# Exercise description
Reproduce word for word the lines of the listing below, beginning with the line that contains "of the paper" and continuing through the end of the listing.

[Collection entries]
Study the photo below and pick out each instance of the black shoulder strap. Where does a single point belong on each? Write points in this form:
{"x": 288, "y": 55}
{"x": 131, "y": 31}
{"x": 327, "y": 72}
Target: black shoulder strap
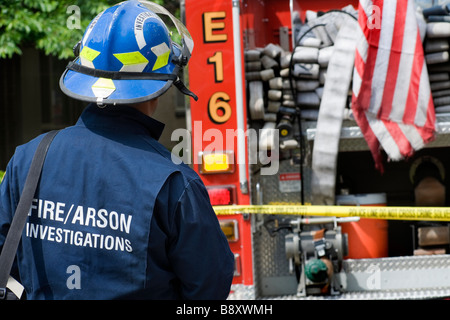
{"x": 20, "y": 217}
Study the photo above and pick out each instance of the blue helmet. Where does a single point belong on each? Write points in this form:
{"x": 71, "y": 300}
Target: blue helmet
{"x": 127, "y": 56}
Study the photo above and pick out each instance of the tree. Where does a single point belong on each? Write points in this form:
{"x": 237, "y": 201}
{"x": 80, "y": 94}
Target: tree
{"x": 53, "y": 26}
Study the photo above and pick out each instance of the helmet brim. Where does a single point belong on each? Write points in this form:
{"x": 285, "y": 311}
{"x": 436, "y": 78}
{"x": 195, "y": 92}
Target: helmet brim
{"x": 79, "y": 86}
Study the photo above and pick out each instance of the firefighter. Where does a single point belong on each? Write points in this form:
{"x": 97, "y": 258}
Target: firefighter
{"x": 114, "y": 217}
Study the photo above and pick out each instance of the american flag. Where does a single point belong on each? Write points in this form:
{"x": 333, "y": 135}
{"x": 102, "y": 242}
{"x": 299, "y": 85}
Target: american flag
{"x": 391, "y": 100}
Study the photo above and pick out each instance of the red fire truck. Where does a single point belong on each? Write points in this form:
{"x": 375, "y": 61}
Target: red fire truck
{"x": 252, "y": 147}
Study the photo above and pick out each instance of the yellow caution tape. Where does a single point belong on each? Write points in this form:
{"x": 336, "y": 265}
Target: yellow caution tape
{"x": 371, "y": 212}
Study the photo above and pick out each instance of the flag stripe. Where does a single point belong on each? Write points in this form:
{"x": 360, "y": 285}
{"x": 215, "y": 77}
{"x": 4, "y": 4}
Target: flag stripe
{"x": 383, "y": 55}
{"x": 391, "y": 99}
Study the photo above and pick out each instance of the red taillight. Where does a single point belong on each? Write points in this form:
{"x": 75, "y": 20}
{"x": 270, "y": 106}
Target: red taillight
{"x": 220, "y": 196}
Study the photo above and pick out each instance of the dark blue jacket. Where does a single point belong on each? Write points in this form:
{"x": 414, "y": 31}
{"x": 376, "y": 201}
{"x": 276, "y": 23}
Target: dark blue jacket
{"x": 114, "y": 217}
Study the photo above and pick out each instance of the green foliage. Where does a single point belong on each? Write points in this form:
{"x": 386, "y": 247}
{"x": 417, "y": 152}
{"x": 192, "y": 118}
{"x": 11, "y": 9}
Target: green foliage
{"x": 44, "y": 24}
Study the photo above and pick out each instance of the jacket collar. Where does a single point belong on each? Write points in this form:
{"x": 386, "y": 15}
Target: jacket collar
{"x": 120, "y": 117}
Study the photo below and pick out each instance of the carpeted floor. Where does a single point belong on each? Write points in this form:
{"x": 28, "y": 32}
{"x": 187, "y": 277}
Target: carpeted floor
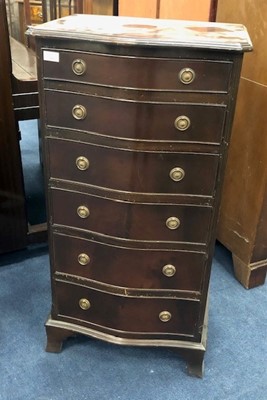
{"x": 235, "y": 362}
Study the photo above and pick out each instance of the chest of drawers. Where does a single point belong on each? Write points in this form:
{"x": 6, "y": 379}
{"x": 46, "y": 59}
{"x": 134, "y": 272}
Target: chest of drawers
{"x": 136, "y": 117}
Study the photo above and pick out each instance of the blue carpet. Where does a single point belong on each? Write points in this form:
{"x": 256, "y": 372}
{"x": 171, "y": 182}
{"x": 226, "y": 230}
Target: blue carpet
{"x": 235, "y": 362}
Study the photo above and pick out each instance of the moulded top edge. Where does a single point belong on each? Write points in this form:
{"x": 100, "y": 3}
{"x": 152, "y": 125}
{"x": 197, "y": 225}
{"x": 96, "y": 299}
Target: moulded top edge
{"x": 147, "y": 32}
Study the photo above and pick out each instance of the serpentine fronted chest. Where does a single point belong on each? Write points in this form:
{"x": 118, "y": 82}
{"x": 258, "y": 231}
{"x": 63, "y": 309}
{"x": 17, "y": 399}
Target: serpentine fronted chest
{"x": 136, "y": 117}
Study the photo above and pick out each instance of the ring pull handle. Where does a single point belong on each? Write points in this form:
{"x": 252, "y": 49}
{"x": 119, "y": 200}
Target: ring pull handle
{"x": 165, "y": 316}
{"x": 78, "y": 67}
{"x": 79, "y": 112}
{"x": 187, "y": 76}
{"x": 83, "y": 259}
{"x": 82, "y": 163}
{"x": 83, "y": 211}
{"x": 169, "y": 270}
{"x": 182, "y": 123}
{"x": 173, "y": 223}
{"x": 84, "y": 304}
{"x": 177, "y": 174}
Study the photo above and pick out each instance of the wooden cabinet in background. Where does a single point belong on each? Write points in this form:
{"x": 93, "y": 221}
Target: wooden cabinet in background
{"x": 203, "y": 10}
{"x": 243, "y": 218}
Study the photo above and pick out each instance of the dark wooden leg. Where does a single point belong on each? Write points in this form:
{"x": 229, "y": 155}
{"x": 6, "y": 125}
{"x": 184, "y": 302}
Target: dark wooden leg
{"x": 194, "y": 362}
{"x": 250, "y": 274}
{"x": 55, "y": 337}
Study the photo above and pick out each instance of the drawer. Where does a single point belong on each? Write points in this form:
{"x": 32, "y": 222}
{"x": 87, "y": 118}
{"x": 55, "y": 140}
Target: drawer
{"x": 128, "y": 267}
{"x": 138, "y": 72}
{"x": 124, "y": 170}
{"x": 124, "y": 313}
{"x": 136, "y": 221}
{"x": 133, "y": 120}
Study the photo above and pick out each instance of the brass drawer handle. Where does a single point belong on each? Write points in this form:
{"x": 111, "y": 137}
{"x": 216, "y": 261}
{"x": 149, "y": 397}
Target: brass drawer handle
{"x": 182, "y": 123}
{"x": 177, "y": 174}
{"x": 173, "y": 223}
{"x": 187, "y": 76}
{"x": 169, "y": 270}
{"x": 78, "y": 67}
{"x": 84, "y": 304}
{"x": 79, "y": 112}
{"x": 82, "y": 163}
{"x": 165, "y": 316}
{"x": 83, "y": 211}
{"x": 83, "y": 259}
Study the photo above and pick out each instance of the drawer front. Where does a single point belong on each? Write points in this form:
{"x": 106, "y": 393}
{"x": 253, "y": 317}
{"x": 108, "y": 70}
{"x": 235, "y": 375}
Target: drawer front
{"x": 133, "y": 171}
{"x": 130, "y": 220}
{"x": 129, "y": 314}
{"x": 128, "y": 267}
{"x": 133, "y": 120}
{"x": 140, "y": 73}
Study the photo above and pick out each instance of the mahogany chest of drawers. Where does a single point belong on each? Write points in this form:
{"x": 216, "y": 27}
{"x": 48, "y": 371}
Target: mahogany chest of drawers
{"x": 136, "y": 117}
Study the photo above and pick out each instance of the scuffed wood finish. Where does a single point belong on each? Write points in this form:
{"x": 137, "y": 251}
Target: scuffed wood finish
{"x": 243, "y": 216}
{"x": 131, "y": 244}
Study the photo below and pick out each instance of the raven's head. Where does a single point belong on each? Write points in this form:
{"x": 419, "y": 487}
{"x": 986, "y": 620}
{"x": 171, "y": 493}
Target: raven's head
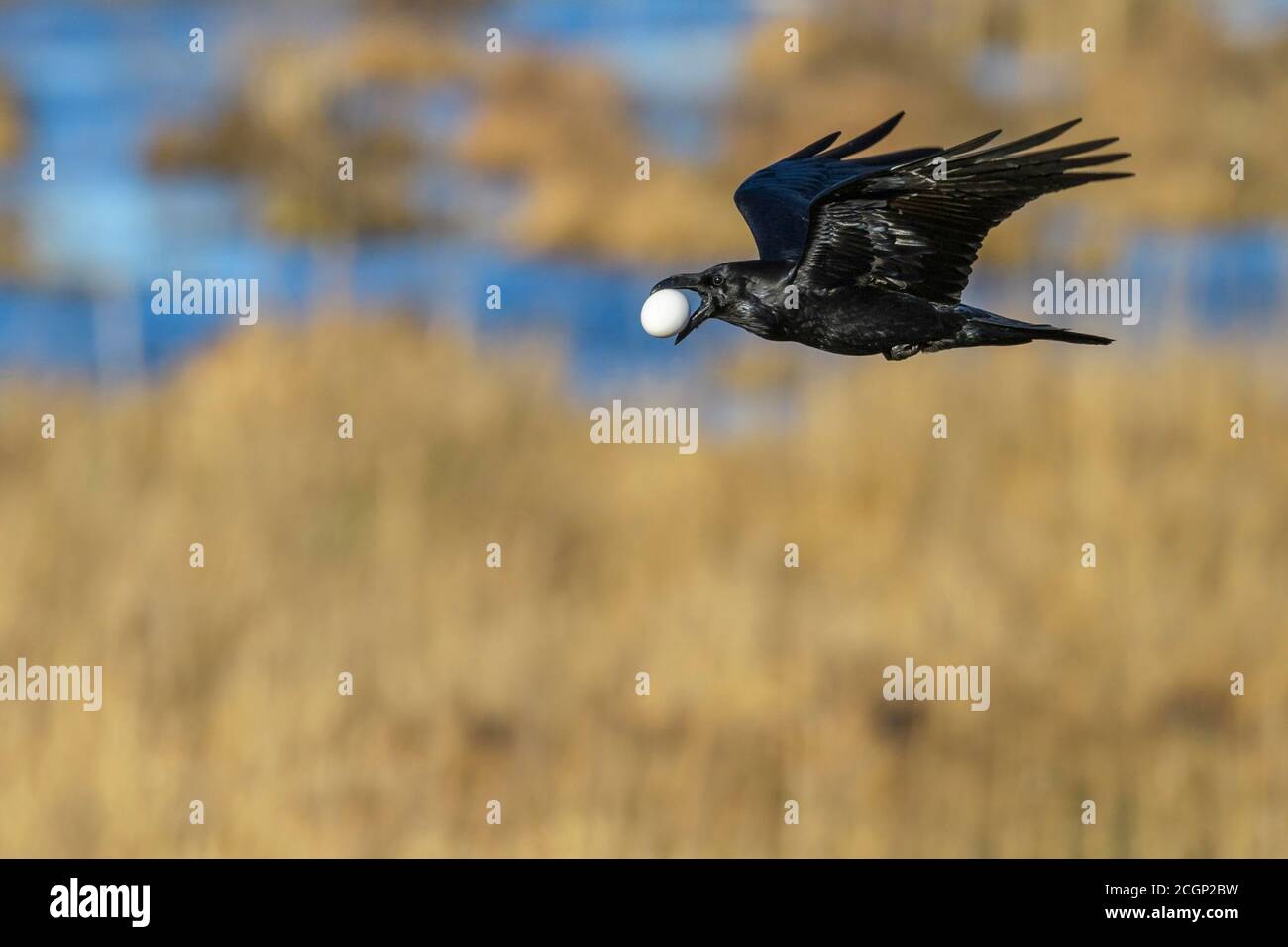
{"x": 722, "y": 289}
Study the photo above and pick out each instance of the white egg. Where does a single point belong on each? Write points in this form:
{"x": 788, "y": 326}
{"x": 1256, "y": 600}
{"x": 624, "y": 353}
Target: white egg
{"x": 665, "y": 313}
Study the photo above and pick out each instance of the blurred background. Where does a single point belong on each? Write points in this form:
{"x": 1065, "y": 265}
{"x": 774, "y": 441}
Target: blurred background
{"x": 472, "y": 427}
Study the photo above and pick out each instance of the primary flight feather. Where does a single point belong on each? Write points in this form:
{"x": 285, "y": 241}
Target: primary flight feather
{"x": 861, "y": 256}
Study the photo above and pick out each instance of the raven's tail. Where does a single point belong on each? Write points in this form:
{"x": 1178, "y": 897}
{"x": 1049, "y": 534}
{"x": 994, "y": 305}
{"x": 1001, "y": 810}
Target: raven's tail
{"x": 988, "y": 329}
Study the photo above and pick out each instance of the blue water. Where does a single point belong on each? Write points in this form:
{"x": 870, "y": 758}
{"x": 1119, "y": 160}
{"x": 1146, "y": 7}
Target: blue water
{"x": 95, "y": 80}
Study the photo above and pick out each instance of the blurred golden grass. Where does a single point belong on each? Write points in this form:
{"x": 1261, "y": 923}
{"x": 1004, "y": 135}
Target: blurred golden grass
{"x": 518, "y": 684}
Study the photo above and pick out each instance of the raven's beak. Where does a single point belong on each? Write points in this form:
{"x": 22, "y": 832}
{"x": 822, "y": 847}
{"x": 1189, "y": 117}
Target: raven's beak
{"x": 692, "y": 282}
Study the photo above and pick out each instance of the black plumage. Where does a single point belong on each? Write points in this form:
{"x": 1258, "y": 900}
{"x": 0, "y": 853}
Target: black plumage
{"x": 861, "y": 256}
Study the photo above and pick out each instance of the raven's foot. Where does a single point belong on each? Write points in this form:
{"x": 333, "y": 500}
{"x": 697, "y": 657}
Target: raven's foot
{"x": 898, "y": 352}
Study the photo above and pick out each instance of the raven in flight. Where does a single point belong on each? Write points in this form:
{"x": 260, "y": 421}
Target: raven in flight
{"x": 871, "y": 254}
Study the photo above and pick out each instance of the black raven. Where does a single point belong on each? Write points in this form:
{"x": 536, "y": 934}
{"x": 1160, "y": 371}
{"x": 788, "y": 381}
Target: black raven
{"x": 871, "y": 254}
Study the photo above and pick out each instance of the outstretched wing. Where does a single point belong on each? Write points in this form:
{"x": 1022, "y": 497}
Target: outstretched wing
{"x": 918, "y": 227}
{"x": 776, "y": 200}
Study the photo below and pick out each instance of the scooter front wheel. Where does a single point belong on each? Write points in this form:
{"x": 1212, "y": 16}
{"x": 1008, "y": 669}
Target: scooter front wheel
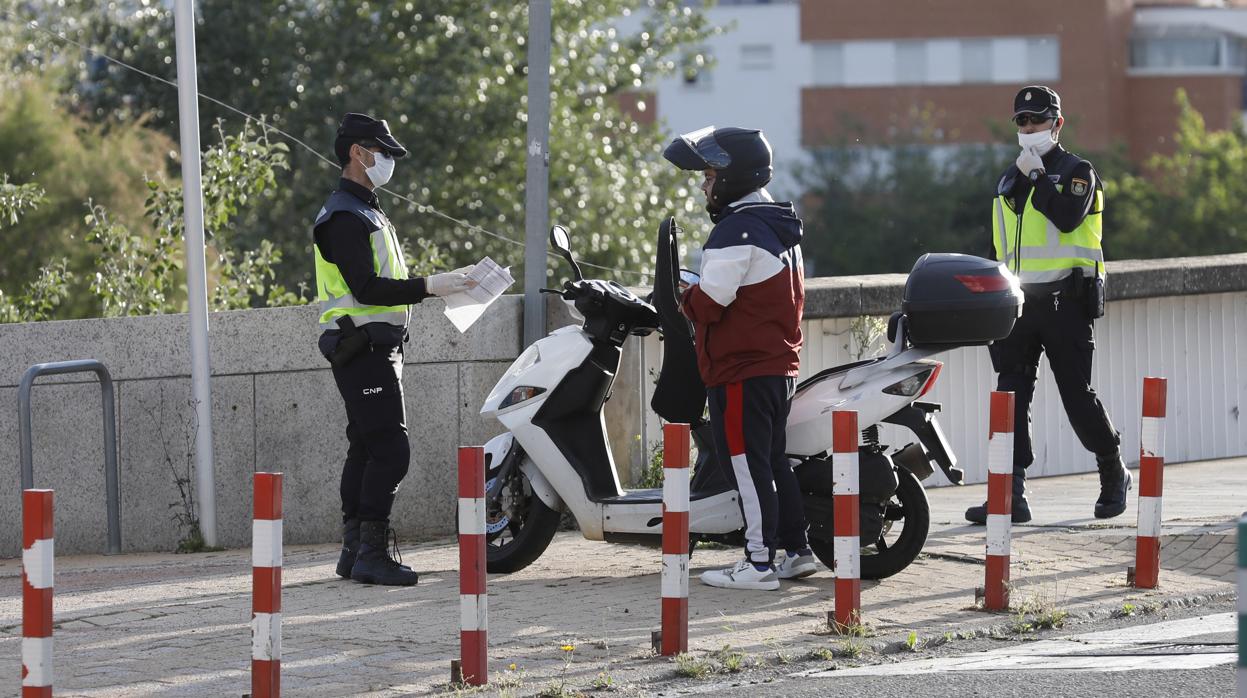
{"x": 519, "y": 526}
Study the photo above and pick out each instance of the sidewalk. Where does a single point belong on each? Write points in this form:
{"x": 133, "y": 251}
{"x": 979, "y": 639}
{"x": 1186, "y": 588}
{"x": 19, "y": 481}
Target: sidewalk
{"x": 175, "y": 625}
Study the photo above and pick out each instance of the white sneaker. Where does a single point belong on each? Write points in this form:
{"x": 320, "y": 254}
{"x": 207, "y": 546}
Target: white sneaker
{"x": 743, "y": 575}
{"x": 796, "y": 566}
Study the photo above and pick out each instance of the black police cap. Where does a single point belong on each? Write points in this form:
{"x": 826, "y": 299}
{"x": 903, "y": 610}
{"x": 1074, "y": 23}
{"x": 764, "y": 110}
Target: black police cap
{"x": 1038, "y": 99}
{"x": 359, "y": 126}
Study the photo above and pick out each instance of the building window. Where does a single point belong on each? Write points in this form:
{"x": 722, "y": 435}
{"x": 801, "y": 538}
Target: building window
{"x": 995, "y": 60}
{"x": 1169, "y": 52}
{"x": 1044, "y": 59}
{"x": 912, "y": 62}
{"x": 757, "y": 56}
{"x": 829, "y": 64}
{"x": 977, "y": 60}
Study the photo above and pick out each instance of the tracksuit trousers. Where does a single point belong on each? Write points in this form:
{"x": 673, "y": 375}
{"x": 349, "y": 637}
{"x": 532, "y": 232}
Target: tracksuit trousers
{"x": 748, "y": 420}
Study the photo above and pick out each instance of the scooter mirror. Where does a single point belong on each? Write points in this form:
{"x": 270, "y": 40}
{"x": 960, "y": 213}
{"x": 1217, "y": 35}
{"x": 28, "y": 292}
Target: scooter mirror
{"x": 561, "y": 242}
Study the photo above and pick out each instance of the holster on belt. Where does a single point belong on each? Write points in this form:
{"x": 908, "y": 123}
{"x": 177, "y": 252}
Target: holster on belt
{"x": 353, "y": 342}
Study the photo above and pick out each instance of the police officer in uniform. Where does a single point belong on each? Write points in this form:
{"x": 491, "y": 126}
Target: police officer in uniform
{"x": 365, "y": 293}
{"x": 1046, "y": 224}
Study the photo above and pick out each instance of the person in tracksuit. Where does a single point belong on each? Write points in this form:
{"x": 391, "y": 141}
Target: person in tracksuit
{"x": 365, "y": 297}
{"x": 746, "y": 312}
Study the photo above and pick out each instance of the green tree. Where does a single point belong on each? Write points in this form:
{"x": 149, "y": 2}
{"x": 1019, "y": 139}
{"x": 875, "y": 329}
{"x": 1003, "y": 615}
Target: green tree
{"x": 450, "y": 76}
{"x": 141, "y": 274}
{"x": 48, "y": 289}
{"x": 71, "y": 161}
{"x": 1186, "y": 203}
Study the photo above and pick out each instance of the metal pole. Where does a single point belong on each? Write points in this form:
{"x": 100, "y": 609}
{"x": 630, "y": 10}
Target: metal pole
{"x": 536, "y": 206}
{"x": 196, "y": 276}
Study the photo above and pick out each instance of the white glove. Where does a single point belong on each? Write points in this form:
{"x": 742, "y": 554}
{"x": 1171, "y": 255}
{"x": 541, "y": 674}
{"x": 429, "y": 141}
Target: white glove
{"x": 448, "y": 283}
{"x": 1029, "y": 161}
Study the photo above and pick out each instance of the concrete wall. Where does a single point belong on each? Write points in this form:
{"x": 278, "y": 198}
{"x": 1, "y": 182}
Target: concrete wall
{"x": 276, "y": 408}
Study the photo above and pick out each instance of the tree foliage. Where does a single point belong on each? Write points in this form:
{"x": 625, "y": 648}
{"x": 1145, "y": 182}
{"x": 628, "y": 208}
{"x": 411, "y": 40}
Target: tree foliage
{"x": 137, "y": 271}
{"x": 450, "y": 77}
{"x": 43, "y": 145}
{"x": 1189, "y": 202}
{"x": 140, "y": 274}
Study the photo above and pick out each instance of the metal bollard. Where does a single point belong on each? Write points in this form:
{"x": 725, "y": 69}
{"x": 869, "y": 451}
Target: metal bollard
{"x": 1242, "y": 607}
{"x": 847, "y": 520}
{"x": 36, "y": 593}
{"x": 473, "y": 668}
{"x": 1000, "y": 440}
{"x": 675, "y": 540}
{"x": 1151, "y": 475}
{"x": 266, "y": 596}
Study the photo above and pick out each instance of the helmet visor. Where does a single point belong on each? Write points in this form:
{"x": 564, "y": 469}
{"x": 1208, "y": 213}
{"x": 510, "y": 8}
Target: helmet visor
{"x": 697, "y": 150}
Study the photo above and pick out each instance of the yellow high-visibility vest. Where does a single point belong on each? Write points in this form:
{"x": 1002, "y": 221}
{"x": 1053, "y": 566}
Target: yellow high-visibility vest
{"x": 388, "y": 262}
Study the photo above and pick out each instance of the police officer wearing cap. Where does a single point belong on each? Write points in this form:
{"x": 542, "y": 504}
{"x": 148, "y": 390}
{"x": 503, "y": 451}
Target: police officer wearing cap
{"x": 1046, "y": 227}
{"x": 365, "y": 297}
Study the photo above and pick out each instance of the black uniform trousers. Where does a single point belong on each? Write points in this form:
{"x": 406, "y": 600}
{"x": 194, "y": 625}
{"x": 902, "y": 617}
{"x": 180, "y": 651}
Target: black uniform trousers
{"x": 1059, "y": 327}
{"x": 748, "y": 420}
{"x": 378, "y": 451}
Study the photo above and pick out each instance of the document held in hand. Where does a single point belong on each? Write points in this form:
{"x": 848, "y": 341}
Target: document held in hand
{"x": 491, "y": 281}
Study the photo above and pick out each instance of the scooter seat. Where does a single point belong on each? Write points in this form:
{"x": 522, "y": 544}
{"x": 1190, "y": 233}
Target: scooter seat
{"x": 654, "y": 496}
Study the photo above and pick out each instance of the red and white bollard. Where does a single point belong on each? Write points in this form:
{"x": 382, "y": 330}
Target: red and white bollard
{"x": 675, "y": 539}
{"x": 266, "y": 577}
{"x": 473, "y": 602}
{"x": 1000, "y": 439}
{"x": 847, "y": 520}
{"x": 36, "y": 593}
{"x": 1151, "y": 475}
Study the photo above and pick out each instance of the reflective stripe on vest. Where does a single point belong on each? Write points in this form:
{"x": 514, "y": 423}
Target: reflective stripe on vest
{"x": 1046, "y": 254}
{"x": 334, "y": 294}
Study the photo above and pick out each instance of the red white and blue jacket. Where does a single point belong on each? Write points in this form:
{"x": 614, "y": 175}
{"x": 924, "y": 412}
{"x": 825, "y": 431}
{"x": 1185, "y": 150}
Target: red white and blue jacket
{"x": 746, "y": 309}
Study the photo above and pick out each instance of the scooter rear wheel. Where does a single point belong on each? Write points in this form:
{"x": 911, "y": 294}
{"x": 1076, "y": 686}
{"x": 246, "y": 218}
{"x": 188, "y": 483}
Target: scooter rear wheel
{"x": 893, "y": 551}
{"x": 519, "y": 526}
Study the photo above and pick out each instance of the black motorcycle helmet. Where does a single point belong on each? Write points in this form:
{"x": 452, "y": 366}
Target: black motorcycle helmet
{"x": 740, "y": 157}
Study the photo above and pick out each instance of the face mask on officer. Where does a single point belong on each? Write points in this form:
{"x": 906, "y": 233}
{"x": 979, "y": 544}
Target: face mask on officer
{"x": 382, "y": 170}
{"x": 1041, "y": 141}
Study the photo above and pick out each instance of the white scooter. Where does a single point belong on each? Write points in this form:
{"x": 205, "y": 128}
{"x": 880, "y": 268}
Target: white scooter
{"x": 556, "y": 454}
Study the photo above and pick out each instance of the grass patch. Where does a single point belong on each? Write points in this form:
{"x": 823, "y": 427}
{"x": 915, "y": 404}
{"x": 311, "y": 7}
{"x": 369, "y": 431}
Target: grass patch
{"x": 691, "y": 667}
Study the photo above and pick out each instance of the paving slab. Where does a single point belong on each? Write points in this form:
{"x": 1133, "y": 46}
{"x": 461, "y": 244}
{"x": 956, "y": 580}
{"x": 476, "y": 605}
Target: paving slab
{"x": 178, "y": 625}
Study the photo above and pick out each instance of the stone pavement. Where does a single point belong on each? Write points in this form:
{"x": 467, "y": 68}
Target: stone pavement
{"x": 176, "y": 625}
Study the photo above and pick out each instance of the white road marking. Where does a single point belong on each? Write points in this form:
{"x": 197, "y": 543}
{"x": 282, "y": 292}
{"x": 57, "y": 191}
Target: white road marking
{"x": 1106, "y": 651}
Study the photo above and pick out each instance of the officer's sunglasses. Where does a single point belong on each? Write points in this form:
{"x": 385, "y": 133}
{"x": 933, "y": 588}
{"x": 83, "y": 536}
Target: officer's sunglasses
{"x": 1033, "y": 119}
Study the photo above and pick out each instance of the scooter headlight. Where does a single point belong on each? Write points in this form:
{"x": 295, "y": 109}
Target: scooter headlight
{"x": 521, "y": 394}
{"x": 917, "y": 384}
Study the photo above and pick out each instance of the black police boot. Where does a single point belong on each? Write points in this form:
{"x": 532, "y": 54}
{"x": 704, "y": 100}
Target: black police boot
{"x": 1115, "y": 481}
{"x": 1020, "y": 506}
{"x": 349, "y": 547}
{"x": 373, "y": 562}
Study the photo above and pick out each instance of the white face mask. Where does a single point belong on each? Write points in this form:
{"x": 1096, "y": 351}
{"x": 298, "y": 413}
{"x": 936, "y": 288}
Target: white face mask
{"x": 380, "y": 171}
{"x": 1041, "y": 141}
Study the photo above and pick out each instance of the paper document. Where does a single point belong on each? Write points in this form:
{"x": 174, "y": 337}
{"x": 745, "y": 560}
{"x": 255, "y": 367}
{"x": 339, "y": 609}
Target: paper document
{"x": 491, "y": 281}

# Output of the exercise
Study the photo above and pick out each instance of the paper document. Where does a single point belong on each? Write points in this form:
{"x": 174, "y": 337}
{"x": 745, "y": 560}
{"x": 255, "y": 367}
{"x": 339, "y": 609}
Target: paper document
{"x": 491, "y": 281}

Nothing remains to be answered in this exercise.